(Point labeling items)

::::

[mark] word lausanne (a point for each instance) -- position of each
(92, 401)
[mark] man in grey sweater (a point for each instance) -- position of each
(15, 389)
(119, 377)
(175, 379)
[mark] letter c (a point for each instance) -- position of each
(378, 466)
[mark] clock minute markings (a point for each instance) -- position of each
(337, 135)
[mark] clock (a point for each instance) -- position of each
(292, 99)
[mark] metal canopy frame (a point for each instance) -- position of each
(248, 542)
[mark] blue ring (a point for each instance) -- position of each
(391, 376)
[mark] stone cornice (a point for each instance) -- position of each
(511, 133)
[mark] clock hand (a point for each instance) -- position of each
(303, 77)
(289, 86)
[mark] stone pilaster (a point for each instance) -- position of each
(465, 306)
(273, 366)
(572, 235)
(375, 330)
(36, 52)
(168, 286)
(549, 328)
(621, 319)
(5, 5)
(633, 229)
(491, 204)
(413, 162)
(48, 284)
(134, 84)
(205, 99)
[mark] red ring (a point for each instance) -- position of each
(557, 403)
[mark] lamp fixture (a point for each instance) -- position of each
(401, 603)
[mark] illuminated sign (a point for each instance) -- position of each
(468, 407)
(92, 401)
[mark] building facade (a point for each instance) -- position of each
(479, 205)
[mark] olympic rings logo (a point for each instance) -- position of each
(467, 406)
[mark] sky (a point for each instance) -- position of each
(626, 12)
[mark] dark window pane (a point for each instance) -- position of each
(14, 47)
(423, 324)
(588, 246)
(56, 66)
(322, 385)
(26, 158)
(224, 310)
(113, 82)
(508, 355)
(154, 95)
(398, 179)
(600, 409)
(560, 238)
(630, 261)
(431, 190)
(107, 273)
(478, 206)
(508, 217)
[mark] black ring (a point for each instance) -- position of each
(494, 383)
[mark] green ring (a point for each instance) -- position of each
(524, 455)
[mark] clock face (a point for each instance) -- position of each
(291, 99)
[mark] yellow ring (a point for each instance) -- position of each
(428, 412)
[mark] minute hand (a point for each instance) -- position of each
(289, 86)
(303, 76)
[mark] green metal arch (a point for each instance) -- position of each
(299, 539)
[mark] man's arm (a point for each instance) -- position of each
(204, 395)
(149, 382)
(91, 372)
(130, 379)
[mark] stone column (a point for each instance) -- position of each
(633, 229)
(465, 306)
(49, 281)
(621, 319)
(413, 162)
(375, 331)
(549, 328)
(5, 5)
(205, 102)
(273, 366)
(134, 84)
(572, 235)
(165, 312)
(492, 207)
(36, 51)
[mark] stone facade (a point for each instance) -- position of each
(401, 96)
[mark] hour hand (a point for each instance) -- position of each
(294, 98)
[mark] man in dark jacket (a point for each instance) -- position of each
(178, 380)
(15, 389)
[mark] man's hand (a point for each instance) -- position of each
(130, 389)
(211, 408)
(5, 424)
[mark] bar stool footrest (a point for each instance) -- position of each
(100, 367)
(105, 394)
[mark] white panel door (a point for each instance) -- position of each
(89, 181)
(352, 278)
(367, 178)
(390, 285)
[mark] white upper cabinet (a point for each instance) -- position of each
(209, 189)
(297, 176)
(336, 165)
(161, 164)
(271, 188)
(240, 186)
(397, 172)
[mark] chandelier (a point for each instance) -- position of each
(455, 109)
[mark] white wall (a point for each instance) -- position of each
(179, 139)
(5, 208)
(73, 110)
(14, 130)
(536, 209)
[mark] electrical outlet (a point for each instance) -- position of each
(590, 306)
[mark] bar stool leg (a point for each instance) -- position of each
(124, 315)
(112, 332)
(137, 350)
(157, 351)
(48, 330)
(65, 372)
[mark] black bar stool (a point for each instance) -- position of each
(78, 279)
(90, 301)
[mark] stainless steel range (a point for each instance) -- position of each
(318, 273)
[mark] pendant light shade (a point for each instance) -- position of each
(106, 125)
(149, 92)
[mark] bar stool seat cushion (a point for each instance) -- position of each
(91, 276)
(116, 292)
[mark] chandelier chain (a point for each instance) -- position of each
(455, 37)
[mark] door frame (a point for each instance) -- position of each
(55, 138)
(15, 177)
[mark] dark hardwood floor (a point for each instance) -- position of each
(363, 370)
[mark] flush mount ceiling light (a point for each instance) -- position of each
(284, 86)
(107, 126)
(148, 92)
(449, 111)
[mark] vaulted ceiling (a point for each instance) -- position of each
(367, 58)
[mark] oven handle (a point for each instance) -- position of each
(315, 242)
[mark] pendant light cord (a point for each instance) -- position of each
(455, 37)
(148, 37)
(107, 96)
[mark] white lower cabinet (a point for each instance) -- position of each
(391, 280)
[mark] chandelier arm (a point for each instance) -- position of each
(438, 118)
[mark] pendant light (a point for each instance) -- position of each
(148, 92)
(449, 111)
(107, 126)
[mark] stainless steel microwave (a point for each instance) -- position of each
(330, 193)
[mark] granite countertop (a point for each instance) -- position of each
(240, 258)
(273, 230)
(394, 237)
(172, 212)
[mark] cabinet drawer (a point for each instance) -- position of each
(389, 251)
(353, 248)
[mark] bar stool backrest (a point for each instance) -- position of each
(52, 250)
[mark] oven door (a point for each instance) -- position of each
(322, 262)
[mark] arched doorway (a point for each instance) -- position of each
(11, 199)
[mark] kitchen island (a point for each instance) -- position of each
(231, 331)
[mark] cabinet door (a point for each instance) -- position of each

::::

> _WHAT IS NEEDED_:
Present every item above as one numbered list, with any blank lines left out.

> _RESULT_:
1. [mark] word lausanne (a point for each instance) -- position of each
2. (92, 401)
3. [mark] man in grey sweater (a point for each instance) -- position of each
4. (15, 389)
5. (119, 377)
6. (175, 379)
7. [mark] letter c (a point for each instance) -- position of each
8. (378, 466)
9. [mark] clock minute markings (a point for each instance) -- position of each
10. (337, 135)
11. [mark] clock (a point for each instance) -- position of each
12. (292, 99)
13. [mark] metal canopy frame (a point for each instance) -- position of each
14. (248, 542)
15. [mark] blue ring (a point for each instance) -- position of each
16. (391, 376)
17. [mark] stone cornice (a point for each instance) -- position of each
18. (511, 133)
19. [mark] clock hand (a point for each instance) -- position of each
20. (303, 77)
21. (289, 86)
22. [mark] stone pilaster (a point for each instance) -- position of each
23. (465, 306)
24. (273, 366)
25. (572, 235)
26. (375, 330)
27. (36, 52)
28. (168, 286)
29. (549, 328)
30. (621, 319)
31. (5, 5)
32. (633, 229)
33. (491, 204)
34. (413, 162)
35. (48, 284)
36. (134, 84)
37. (205, 99)
38. [mark] red ring (a point for each instance) -- position of each
39. (557, 403)
40. [mark] lamp fixture (a point for each instance) -- position of each
41. (401, 603)
42. [mark] illuminated sign (a point for each instance) -- position of each
43. (468, 407)
44. (92, 401)
45. [mark] building facade (a point for each instance) -- position of each
46. (479, 205)
47. [mark] olympic rings logo (a point for each instance) -- position of each
48. (467, 406)
49. [mark] sky (a point for each instance) -- position of each
50. (626, 12)
51. [mark] dark window pane (a point for each instance) -- position of each
52. (14, 47)
53. (423, 324)
54. (588, 246)
55. (56, 66)
56. (322, 385)
57. (26, 158)
58. (224, 310)
59. (113, 82)
60. (508, 355)
61. (154, 95)
62. (398, 179)
63. (600, 409)
64. (560, 238)
65. (630, 261)
66. (431, 190)
67. (107, 273)
68. (478, 206)
69. (508, 217)
70. [mark] black ring (a point for each instance) -- position of each
71. (494, 383)
72. [mark] green ring (a point for each instance) -- position of each
73. (524, 455)
74. [mark] clock face (a point for each instance) -- position of each
75. (291, 99)
76. [mark] yellow ring (a point for each instance) -- position of each
77. (428, 412)
78. [mark] minute hand (a point for each instance) -- position of each
79. (289, 86)
80. (303, 76)
81. [mark] green metal arch (a point for each instance) -- position of each
82. (299, 539)
83. [mark] man's arm (a point for each instance) -- position of each
84. (204, 395)
85. (149, 382)
86. (91, 372)
87. (130, 379)
88. [mark] stone column (a point for each instance) -- position of each
89. (633, 229)
90. (465, 306)
91. (49, 281)
92. (621, 319)
93. (413, 162)
94. (375, 331)
95. (549, 328)
96. (5, 5)
97. (205, 102)
98. (273, 366)
99. (134, 84)
100. (572, 235)
101. (165, 312)
102. (492, 207)
103. (36, 51)
104. [mark] stone facade (a point for each instance) -- position of each
105. (401, 96)
106. [mark] hour hand (a point for each instance) -- position of each
107. (294, 98)
108. [mark] man in dark jacket (a point for each instance) -- position of each
109. (178, 380)
110. (15, 389)
111. [mark] man's hand (a point for each instance) -- position of each
112. (130, 389)
113. (211, 408)
114. (5, 424)
115. [mark] bar stool footrest (a point for each instance) -- position of each
116. (100, 367)
117. (105, 394)
118. [mark] white panel door (a point for each instance) -- position of each
119. (89, 181)
120. (352, 278)
121. (367, 178)
122. (390, 285)
123. [mark] white upper cabinet (a point for each instance) -- position of each
124. (209, 189)
125. (297, 176)
126. (336, 165)
127. (161, 164)
128. (271, 188)
129. (240, 186)
130. (397, 172)
131. [mark] chandelier (a point for each instance) -- position of each
132. (455, 109)
133. [mark] white wall (a point for each instance) -- position of each
134. (179, 139)
135. (5, 208)
136. (73, 110)
137. (14, 130)
138. (536, 209)
139. [mark] electrical outlet (a point for each instance) -- position of each
140. (590, 306)
141. [mark] bar stool leg (a point for each instance) -- position of each
142. (124, 315)
143. (112, 332)
144. (137, 350)
145. (157, 351)
146. (48, 330)
147. (65, 372)
148. [mark] black bar stool (a point for each instance) -- position of each
149. (78, 279)
150. (90, 301)
151. [mark] stainless steel range (a point for each instance) -- position of each
152. (318, 273)
153. [mark] pendant light shade (a point for each instance) -- position of each
154. (106, 125)
155. (149, 92)
156. [mark] bar stool seat cushion (a point for each instance) -- position of each
157. (91, 276)
158. (116, 292)
159. [mark] chandelier chain (a point for each instance) -- position of each
160. (455, 37)
161. [mark] door frame (a point for each instance) -- position of each
162. (55, 138)
163. (15, 177)
164. [mark] dark hardwood floor (a point for each instance) -- position of each
165. (363, 370)
166. [mark] flush mount ceiling light (a point for each instance) -- position of each
167. (284, 86)
168. (107, 126)
169. (148, 92)
170. (449, 111)
171. [mark] vaulted ceiling (a point for each instance) -- position of each
172. (367, 58)
173. [mark] oven handle (a point for each instance) -- position of each
174. (315, 242)
175. [mark] pendant light cord (a point for each instance) -- position of each
176. (455, 37)
177. (148, 37)
178. (107, 96)
179. [mark] white lower cabinet (a point for each instance) -- position of each
180. (391, 280)
181. [mark] chandelier arm (a point for each instance) -- position of each
182. (438, 118)
183. [mark] pendant light (a point for each instance) -- position of each
184. (148, 92)
185. (449, 111)
186. (107, 126)
187. [mark] stainless steel microwave (a point for each instance) -- position of each
188. (330, 193)
189. [mark] granite countertop (a point for each instance) -- position of each
190. (240, 258)
191. (273, 230)
192. (394, 237)
193. (172, 212)
194. [mark] cabinet drawer (a point for each instance) -- position of each
195. (389, 251)
196. (353, 248)
197. [mark] bar stool backrest (a point for each instance) -- position of each
198. (52, 250)
199. [mark] oven door (a point for each instance) -- position of each
200. (322, 262)
201. [mark] arched doorway (a point for each instance) -- position of each
202. (11, 199)
203. [mark] kitchen island (a point for each instance) -- position of each
204. (231, 331)
205. [mark] cabinet door (a point for each instance) -- position of each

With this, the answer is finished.